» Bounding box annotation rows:
---------------
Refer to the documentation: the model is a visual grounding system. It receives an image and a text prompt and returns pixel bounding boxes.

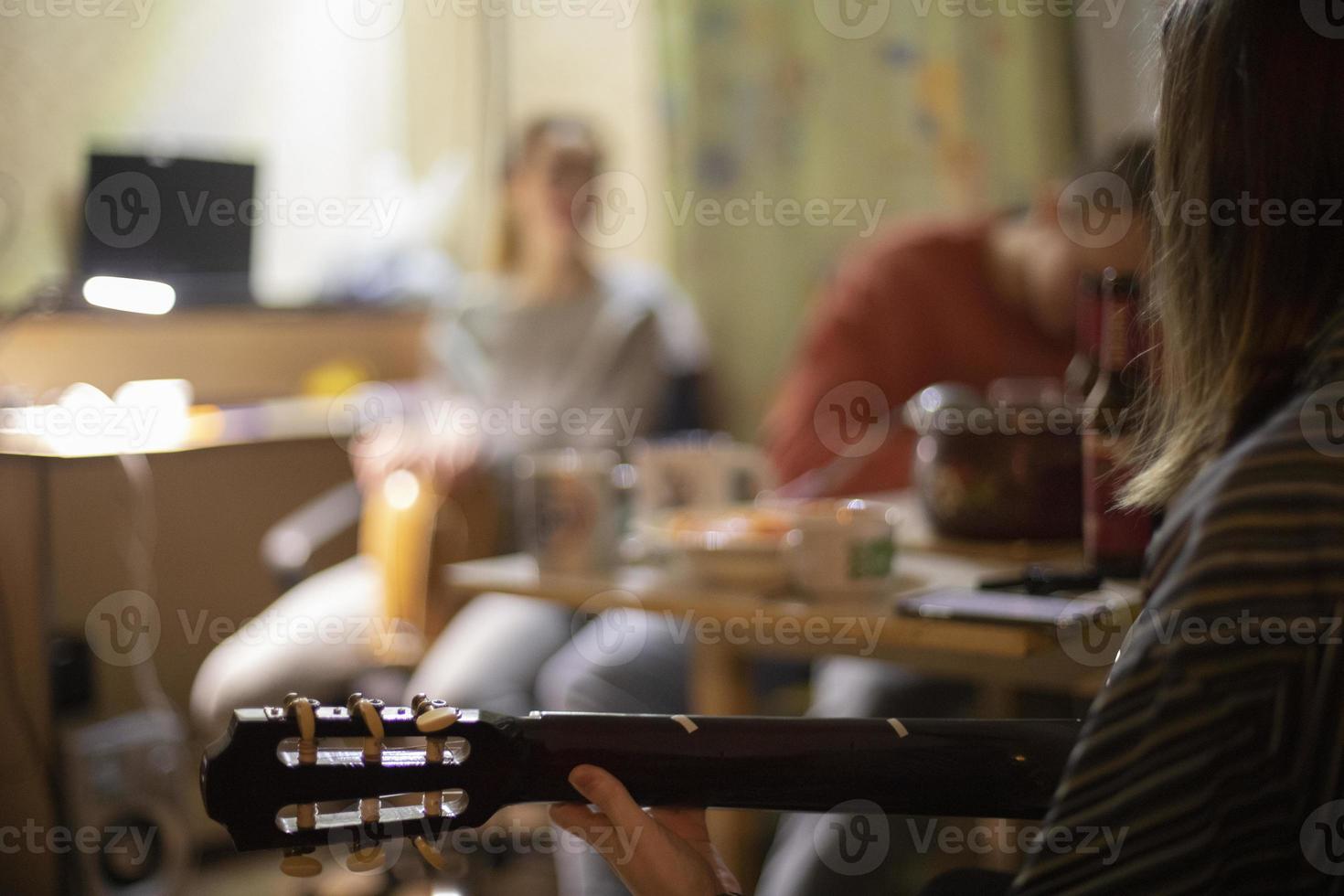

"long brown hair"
[486,115,603,272]
[1126,0,1344,507]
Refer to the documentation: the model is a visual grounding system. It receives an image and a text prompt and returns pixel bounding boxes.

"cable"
[117,454,179,715]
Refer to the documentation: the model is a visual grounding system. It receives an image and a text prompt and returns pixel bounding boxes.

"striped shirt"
[1013,325,1344,896]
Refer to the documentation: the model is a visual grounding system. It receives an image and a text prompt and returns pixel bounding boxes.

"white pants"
[191,556,572,738]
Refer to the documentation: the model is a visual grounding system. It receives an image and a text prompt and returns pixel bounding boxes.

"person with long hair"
[552,0,1344,896]
[191,117,707,733]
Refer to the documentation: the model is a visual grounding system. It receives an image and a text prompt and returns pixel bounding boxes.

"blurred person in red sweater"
[539,140,1152,896]
[764,140,1152,495]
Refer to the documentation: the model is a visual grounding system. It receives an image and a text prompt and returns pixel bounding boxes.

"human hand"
[352,430,480,496]
[551,765,741,896]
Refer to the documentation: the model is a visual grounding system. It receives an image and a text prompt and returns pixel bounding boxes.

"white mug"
[632,434,774,520]
[784,500,899,599]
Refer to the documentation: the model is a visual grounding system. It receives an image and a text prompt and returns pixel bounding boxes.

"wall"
[0,0,406,306]
[1075,0,1163,153]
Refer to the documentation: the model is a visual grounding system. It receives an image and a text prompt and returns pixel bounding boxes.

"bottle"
[1083,269,1153,579]
[1064,272,1102,407]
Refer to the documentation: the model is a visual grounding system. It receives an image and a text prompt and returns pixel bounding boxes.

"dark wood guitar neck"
[506,713,1078,819]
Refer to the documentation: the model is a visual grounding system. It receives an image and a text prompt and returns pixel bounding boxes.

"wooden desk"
[446,550,1106,699]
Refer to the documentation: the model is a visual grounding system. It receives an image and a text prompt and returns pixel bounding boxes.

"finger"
[549,804,613,842]
[570,765,650,830]
[649,808,709,844]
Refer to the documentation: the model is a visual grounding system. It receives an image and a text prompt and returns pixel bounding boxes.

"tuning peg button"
[415,837,450,870]
[280,852,323,877]
[346,844,387,874]
[415,707,457,733]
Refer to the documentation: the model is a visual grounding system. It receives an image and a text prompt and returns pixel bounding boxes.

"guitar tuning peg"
[414,837,452,870]
[280,847,323,877]
[285,693,321,765]
[346,693,386,764]
[415,699,457,735]
[346,844,387,874]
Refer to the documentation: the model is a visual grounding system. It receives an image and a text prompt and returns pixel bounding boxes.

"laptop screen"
[80,153,260,305]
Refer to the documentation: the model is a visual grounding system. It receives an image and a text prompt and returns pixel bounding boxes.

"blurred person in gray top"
[191,118,706,735]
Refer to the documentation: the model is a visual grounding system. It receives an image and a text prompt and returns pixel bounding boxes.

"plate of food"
[638,505,798,590]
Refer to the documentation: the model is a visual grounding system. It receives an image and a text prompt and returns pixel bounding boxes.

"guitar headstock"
[200,695,518,874]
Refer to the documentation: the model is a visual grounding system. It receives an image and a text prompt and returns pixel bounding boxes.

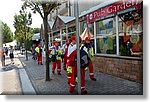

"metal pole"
[24,21,28,61]
[94,22,97,54]
[116,15,119,55]
[74,0,81,95]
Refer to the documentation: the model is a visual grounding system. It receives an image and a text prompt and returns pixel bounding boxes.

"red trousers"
[37,53,42,64]
[63,56,67,69]
[88,60,94,78]
[69,63,85,92]
[52,60,61,74]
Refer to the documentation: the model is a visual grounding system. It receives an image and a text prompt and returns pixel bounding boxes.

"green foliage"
[0,22,13,43]
[33,28,40,34]
[14,10,33,46]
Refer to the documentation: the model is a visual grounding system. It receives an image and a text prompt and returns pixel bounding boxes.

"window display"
[96,18,116,54]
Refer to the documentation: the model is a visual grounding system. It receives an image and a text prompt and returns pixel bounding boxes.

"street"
[1,51,143,95]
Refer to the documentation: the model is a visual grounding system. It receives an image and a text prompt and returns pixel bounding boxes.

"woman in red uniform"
[67,36,87,94]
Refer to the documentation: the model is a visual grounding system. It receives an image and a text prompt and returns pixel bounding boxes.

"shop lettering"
[86,0,141,23]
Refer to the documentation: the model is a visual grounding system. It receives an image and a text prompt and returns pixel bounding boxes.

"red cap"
[70,36,76,41]
[85,37,90,41]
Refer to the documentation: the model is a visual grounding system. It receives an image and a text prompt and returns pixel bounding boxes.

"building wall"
[93,55,143,83]
[49,0,105,20]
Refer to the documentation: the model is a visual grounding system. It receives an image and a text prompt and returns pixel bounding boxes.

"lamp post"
[20,7,32,61]
[74,0,81,95]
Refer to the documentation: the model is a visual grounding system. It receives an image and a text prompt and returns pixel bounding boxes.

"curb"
[17,53,36,95]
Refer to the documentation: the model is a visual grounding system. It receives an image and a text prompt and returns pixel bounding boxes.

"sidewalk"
[19,51,143,95]
[0,51,22,95]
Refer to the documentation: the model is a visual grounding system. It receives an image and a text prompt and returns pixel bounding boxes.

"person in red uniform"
[62,39,70,70]
[37,44,43,65]
[81,37,96,81]
[67,36,87,94]
[52,41,62,75]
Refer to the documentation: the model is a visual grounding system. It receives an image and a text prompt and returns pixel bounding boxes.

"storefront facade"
[49,0,143,83]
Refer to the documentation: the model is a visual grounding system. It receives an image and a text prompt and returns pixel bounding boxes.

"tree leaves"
[0,22,13,43]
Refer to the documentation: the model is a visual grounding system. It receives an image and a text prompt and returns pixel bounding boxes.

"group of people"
[49,36,96,94]
[31,44,43,65]
[0,46,14,66]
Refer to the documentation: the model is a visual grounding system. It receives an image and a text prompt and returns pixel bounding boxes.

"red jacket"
[67,44,77,66]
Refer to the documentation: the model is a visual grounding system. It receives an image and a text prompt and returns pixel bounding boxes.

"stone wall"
[93,55,143,83]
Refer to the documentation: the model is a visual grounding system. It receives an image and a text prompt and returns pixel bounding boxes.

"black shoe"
[81,90,87,95]
[58,73,61,75]
[91,78,96,81]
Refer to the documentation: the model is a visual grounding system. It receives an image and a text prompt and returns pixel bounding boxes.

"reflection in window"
[96,18,116,54]
[119,12,143,56]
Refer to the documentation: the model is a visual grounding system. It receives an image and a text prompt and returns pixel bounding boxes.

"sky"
[0,0,42,32]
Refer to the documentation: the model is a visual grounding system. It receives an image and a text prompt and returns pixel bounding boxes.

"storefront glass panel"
[119,11,143,57]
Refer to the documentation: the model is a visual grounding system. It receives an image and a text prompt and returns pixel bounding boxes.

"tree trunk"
[43,13,50,81]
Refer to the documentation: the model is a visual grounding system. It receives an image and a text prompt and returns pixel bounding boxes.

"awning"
[80,27,94,40]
---------------
» EXERCISE: Can you reproduce all the rows above word for word, leaving out the pictures?

» TASK OUTPUT:
Refer to the documentation: the model is a visual grounding system. It receives an image and a text prompt and returns pixel bounding boxes.


"long brown hair"
[486,115,603,272]
[1126,0,1344,507]
Refer to the documentation: the model is a visual grounding system. It receives an image and a text prompt and returns pixel bounding boxes.

"cable"
[117,454,179,715]
Refer to the documentation: the model is a visual grounding system. It receives an image and a text prompt and returns pixel bounding boxes.

"striped shirt"
[1013,325,1344,896]
Refer to the documentation: the model is a visual grounding system. It receives an image and a text prompt and returns pixel bounding boxes.

"white pants"
[191,556,572,738]
Refer to the documentation: the model is a visual grounding system. It receives an image and a text prompt and returns pixel bounding boxes.

"person with long hair"
[552,0,1344,896]
[191,117,707,733]
Refer to the documentation: the model is a visual grounding system. It receives an image and a text prompt and returns pixel bounding boxes.

"blurred person in red sweater"
[539,140,1152,896]
[764,140,1152,495]
Refer to the documentation: the model is a visual grounding system. It receives an image and a text prompt and returns pixel bounding boxes.

"human hand"
[352,430,480,496]
[551,765,741,896]
Refer to the documentation: the model is a visual grounding system. It receives an image and a text prompt and returns pixel bounding boxes.

"white mug"
[632,434,774,520]
[784,500,899,599]
Refer to the documentation: the model is a visual grounding system. It receives an image and a text prompt and returns pixel bounding boxes.

"wall"
[0,0,406,306]
[1075,0,1163,153]
Refer to the documentation: the model is a visual grounding system. It receives an image and a text prompt and returns pixel bounding boxes.

"bottle"
[1083,269,1153,579]
[1064,272,1102,407]
Refer to the documentation: the model is a visual grounding system. It receives an image and a text prompt and returns pixel bounding boxes.

"dark wood guitar neck"
[506,713,1078,819]
Refer to the documentation: the model is a visual grounding system. It receives an image and a text prompt and returns pixel bounding boxes.

"wooden desk"
[446,550,1106,699]
Refer to the documentation: the model is a visual grounding system. It receives an image and a text prompt and returns pixel bounding boxes.

"finger"
[549,804,613,842]
[570,765,650,830]
[649,808,709,844]
Refer to the documentation: the model is a visual grounding system. It receives an image and a text prompt and returns pixel bounding boxes.

"tuning peg button"
[415,837,450,870]
[280,852,323,877]
[346,844,387,874]
[415,707,457,733]
Refer to the documentation: the model is a visual grounding system. It receives an image and a text prompt and returns pixel bounding boxes.

"guitar tuning peg"
[414,837,452,870]
[280,847,323,877]
[285,693,321,765]
[346,693,386,764]
[415,699,457,735]
[346,844,387,874]
Refer to the documentation: the model is a visual grounding system. It receives an image and a text prompt and returns pixel bounding boxes.

"laptop screen"
[80,153,260,305]
Refer to the documentation: the model is a visual grounding system. It receives an image and a text prompt and returns pixel bounding boxes.

"blurred person in gray top"
[191,118,706,735]
Refer to the documentation: the model is a visual grounding system. It receives an image and a text prompt and returns pixel bounding boxes.

"plate of food"
[638,505,798,590]
Refer to the documentation: the model is a visual grounding system. It receives an image and a text prompt and returns pixel bounding boxes.

"guitar headstock"
[200,695,518,874]
Refer to the documentation: the model is a visual grounding system. It receives an image and a text prompt and returns pixel bounding boxes.


"metal pole"
[24,21,28,61]
[94,22,97,54]
[116,15,119,55]
[74,0,81,95]
Refer to the documentation: the model is a visual grounding system. It receives an image and a text prompt and returns pixel bounding boxes.

"red trousers"
[37,53,42,64]
[63,56,67,69]
[88,60,94,78]
[69,63,85,92]
[52,60,61,74]
Refer to the documentation: the model is a visual grounding system. It receives an image and a text prompt and returns pixel bounding boxes.

"green foliage"
[0,22,13,43]
[33,28,40,34]
[14,10,33,46]
Refer to the documentation: the model is a visual grounding system. It receives an image and a text prompt and returns pixel bounding boxes.

"window display"
[96,18,116,54]
Refer to the documentation: the model is a visual grounding system. It receives an image and a text prompt and returns pixel bounding boxes.

"street"
[1,51,143,95]
Refer to the documentation: the model is a visual grounding system. It receives an image and a text prompt and returns pixel bounding boxes.

"woman in red uniform"
[67,36,87,94]
Refer to the documentation: the model is a visual grounding system. It receives an image and a text prompt and returns pixel bounding boxes.

"shop lettering"
[86,0,141,23]
Refer to the documentation: the model is a visual grounding system. It receives an image and a text prompt and returns pixel bounding boxes.

"red cap"
[70,36,76,41]
[85,37,90,41]
Refer to the documentation: the model is a visual grounding system. It receives an image and a text prompt and returns pixel bounding boxes.

"building wall"
[93,55,143,83]
[49,0,105,20]
Refer to the documentation: the model is a visual grounding system. It receives an image and a text prompt and returns pixel bounding boxes.

"lamp post"
[20,7,32,61]
[74,0,81,95]
Refer to the documentation: the model is a visual grounding system. It receives an image and a text prompt and returns pixel bounding boxes.

"curb"
[17,53,36,95]
Refer to the documentation: the model is a visual grounding system. It receives an image and a text prompt and returns pixel bounding boxes.

"sidewalk"
[19,51,143,95]
[0,51,22,95]
Refer to the documentation: the model is a visual grounding system. It receives an image and a text prompt and returns pixel bounding boxes.

"person in red uniform"
[62,39,70,70]
[37,44,43,65]
[81,37,96,81]
[67,36,87,94]
[52,41,62,75]
Refer to the documentation: the model is a visual grounding system. It receives an image and a text prompt and returns pixel bounding boxes.

"storefront facade"
[49,0,143,83]
Refer to the documentation: the model is a visual grounding system. It receives an image and a text prompt and returns pixel bounding boxes.

"tree leaves"
[0,22,13,43]
Refer to the documentation: the model is a visual grounding system. It receives an image and a text prompt and returns pixel bounding boxes.

"group of people"
[49,36,96,94]
[31,44,43,65]
[0,46,14,66]
Refer to the documentation: the model is a visual grounding system. It receives an image and a text prompt and returns pixel bounding boxes.

"red jacket"
[67,44,77,66]
Refer to the documentation: the model is a visual grounding system. It receives an image and a text prompt and returns pixel bounding boxes.

"stone wall"
[93,55,143,83]
Refer to the documentation: the model is a visual grounding system. It receives an image and a text prompt and returns pixel bounding boxes.

"black shoe"
[81,90,87,95]
[58,73,61,75]
[91,78,96,81]
Refer to the documentation: the model is a visual grounding system. It receives an image and a text prompt and returns pixel bounding boxes.

"reflection in window"
[96,18,116,54]
[119,12,143,56]
Refer to the documentation: the model is a visual grounding system. It receives an image and a text prompt and returns pixel bounding boxes.

"sky"
[0,0,42,32]
Refer to the documentation: the model is a visual grounding system. It receives an image and a text prompt and returns pixel bounding boxes.

"storefront glass panel"
[119,11,143,57]
Refer to the documentation: the model is a visual grounding system. It receives an image and a text prompt and returns pixel bounding boxes.

"tree trunk"
[43,13,50,81]
Refer to the documentation: the model is a visual grounding system. It receives an image and a text prompt and returns pixel bounding boxes.

"awning"
[80,27,94,40]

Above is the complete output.